start DATA FOR THE TASK

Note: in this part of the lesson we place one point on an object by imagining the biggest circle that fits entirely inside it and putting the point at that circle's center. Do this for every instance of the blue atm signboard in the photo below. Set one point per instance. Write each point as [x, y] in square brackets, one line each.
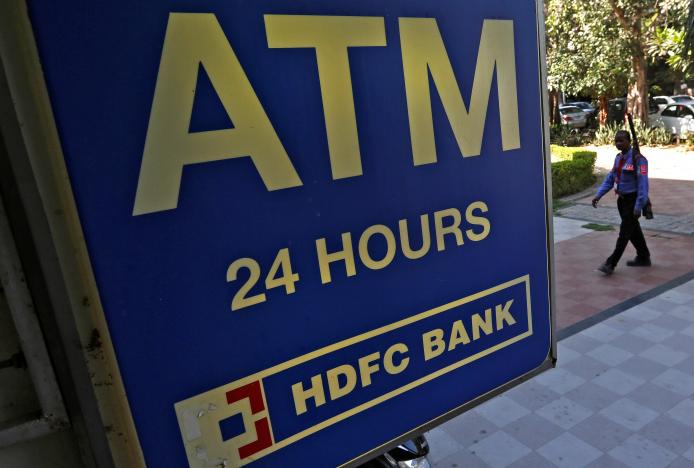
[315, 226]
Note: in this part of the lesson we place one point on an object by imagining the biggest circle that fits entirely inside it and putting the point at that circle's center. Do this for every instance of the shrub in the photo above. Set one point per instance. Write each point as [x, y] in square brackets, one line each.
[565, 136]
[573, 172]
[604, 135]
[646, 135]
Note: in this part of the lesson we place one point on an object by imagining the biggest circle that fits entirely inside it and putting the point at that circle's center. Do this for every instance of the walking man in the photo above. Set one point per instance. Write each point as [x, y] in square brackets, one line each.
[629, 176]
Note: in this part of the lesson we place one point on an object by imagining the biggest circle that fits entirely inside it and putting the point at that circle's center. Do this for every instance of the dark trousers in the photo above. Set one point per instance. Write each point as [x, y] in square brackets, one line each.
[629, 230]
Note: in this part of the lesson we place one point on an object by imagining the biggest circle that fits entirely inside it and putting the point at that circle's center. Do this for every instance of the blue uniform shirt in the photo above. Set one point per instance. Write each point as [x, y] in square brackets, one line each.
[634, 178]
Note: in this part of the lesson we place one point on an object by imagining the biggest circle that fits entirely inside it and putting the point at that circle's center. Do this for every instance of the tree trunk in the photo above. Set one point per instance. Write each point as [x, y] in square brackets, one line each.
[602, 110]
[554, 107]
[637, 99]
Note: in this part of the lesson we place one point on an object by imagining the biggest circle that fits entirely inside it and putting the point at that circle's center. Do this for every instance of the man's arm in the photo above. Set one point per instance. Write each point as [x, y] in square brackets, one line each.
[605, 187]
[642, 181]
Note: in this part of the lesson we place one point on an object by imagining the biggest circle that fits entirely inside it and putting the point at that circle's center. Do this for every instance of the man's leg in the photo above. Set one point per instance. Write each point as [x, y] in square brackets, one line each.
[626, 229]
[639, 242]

end DATA FOR THE TASK
start DATA FOR THE TASK

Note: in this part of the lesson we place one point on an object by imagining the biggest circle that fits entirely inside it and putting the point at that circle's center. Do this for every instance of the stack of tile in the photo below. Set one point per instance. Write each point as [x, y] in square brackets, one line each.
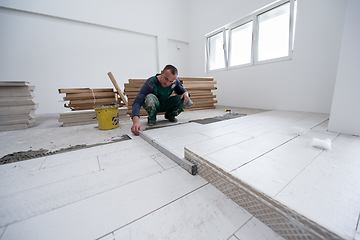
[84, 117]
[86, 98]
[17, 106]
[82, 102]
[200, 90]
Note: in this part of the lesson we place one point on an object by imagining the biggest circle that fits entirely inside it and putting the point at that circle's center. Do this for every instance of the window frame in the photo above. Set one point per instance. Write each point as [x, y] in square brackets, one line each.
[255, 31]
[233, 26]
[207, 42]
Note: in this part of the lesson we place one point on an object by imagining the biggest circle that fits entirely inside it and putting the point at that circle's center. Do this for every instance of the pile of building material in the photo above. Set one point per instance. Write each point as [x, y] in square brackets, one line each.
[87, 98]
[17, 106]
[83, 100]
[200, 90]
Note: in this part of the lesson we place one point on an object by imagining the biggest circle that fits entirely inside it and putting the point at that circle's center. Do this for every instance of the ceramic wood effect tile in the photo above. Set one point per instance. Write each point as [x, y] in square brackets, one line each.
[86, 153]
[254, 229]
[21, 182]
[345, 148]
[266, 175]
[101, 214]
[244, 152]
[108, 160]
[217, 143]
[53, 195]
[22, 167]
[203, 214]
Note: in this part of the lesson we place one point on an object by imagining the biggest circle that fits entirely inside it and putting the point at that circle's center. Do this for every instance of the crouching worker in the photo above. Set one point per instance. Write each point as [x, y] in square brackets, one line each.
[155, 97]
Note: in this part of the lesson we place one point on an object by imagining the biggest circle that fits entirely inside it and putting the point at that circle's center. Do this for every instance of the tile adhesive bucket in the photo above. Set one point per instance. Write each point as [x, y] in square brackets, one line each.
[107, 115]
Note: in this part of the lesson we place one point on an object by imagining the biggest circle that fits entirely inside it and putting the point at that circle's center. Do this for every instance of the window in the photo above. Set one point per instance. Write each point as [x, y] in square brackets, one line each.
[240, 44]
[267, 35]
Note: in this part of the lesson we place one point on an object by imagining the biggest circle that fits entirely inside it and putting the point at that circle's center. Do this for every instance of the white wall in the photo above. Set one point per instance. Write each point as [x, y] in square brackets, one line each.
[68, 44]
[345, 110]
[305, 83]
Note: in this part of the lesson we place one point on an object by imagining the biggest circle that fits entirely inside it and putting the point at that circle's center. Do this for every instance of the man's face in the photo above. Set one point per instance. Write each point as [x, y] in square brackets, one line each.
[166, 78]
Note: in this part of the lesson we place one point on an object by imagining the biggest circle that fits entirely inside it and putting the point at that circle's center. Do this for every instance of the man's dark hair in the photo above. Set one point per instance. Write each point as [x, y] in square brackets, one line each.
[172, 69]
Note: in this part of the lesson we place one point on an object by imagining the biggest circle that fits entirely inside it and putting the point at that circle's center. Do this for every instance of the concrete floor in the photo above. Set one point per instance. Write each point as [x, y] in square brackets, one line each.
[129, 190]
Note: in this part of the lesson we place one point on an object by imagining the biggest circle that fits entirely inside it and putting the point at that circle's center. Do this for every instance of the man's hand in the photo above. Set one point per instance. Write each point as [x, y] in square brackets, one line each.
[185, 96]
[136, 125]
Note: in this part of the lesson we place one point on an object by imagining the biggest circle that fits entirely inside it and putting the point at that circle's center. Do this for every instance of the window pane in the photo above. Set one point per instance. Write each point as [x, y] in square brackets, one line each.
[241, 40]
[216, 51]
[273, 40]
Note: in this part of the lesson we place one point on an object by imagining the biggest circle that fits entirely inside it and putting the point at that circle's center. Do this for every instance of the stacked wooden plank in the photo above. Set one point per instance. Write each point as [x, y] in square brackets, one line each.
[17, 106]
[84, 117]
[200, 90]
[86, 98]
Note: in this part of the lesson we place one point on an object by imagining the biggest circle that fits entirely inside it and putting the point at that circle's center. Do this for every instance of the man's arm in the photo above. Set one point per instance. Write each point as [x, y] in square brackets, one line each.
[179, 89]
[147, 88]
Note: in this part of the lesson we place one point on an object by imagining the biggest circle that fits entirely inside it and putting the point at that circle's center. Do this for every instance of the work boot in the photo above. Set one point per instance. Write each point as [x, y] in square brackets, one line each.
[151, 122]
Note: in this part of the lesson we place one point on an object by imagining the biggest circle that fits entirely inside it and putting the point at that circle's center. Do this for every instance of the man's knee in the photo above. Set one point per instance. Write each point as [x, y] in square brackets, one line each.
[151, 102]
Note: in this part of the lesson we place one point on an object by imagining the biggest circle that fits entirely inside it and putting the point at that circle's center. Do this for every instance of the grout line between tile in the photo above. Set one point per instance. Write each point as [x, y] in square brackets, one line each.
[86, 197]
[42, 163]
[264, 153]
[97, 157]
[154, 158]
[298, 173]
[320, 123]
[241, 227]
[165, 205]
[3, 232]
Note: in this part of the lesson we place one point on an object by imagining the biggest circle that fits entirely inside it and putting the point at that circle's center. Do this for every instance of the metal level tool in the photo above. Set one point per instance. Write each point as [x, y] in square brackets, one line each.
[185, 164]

end DATA FOR THE TASK
start DATA FOR THE TASK

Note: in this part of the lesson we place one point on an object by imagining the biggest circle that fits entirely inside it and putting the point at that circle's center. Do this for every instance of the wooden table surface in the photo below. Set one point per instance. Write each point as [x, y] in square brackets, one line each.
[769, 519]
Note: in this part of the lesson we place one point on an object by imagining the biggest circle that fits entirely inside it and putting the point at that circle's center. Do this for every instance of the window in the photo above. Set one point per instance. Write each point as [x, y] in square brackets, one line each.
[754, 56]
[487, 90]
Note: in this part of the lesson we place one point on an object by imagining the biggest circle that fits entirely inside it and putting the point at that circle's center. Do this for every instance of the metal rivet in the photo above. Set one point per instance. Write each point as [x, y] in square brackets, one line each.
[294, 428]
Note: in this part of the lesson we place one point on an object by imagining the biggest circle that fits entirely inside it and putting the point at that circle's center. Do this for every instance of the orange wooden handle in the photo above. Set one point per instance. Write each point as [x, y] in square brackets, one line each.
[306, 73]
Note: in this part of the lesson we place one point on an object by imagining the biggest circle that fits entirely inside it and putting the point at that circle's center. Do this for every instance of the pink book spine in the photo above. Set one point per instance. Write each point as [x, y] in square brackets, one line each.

end DATA FOR THE TASK

_PROBLEM TO WORK ON_
Show every line of the records that contains the string "bucket". Case counts.

_SOLUTION TO THIS EXERCISE_
Note: in this part of the lesson we place one point on an object by imagining the biggest circle that fits entirely inside it and putting the point at that circle's center. Do this for every instance of the tile adhesive bucket in the photo above. Set one point per instance. Write each point as [x, y] in square brackets, one line each.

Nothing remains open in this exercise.